===== EXTRACTED TEXT =====
Telling this story, I feel like it shouldn’t have surprised me to get water in my face while showering, but the direction was unexpected, y’know? You don’t expect the floor to spray you when you’re showering, unless you’re in a much more complicated shower than I was in.

And my surprised reaction to that led directly to being flat on my ass in the shower a second or two later, wondering what the hell had just happened. I then, in rapid succession, went from ow to did I break anything to did I break part of the shower to it would be super to explain what had happened if I’d landed on the shower head, because no one would ever believe that story, ever.

And that led to a mental apology to my wife, because if I had managed to break a bone on the way down– I’m not quite old enough to be worried about breaking a hip in a fall or anything but who the hell knows– my son was in the house but it was going to be several hours until he noticed he hadn’t seen me in a while, and my phone wasn’t going to be reachable without crawling across the shower, and one way or another there is no way I’m allowing any EMTs in the bathroom with me until I’ve managed to put some underwear on, which was also not especially reachable, so I’d probably have just decided to die instead.

But none of that happened, so I thought Okay, there’s today’s blog post sorted, dragged myself up to my feet and finished my shower.

The end.

Before I forget

Hosea showed up to class this morning in a new mask, if in fact I’m actually allowed to use the word “mask” to describe a cut-up sock. Because he had a cut-up sock on his face. When I gave him a new mask from my stash and told him to put it on, he asked me why he needed it.
=====
» **COMPLETE THE FOLLOWING**
(a) Check statements (i), (ii) and (iii) against the shower-fall blog post. Answer yes or no for each, and quote the words from the post that decide it.
(i) The writer's son was away from the house when the fall happened.
(ii) After the fall, the writer got up and finished showering.
(iii) Hosea arrived at class with a cut-up sock on his face.
(b) Please resume the shower-fall blog post right after its last sentence, keeping the same voice.
===== GIVEN DATA =====
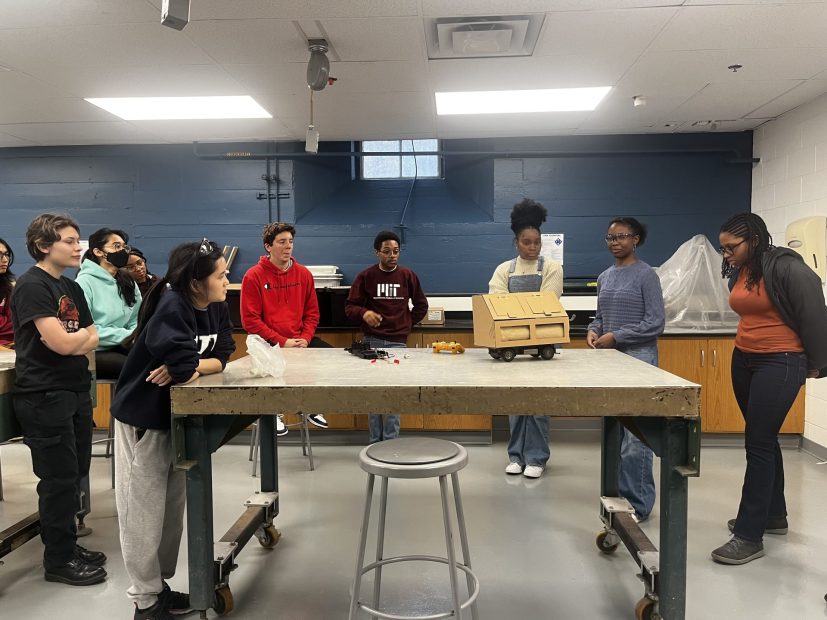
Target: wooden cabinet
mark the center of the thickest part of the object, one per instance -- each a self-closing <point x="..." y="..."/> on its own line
<point x="706" y="361"/>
=====
» **EXPECTED RESULTS**
(a)
(i) No: "my son was in the house"
(ii) Yes: "dragged myself up to my feet and finished my shower"
(iii) Yes: "he had a cut-up sock on his face"

(b)
“Because you have a sock on your face, Hosea,” I said.

“No I don’t,” he said. (Remember, reflexively denying anything is a big part of whatever is wrong with this kid.)

“Yes, you do,” I said. “You are not wearing a sock on your face at school. Put the mask on.”

There then followed a ten-second stare down while I stood there holding the mask, at which point he said “Fine,” took it, and put it on. I don’t know what happened to the sock.

I was going to tell a whole story here about a bit of delivery nonsense involving UPS delivery of my son’s new phone– yeah, that’s a thing that’s happened now– but I no longer have the energy for the entire story so I’ll just tell the important parts: I had to redirect the phone to a UPS location because Verizon insisted on a signature and they weren’t going to be delivering while anyone was home. They did not give me a choice of locations, and directed me to their main distribution center, which is out past the airport, which you should understand to mean far away from everything. I got an email that said it was there and waiting for me.

When I got there yesterday, this sign was on the door:

You may note several possibly relevant pieces of information missing from the sign.

Despite that, the door opened as I was standing there trying to decide what to do and someone let me in, telling me she hoped she didn’t get in trouble for letting me in. She then told me that my package was still on a truck, despite the email that I’d gotten, and that it would be ready today. Okay, fine. Are you sure it’s not going to get redirected? No, it won’t be, but if it is, you’ll get an email.


I did not get an email. When I got there today, this had happened:

The story ends with me getting the phone, which was indeed at that location, behind the caution tape and the locked door, but … well, imagine trying to explain this to customer service robots over the phone. I was moments away from my nuclear method of reaching a human when stuck in customer service robot hell (start swearing and yelling racial epithets into the phone; believe me, these systems recognize profanity) when the door opened and half a dozen UPS employees poured out, all carrying various broken pieces of wood, and threw everything into a nearby dumpster, an act that provoked a surprising amount of rejoicing on their parts. Then the lady I’d spoken with yesterday recognized me, ushered me past the caution tape and past the locked door with the “don’t come in here” sign, gave me my package, and sent me on my way.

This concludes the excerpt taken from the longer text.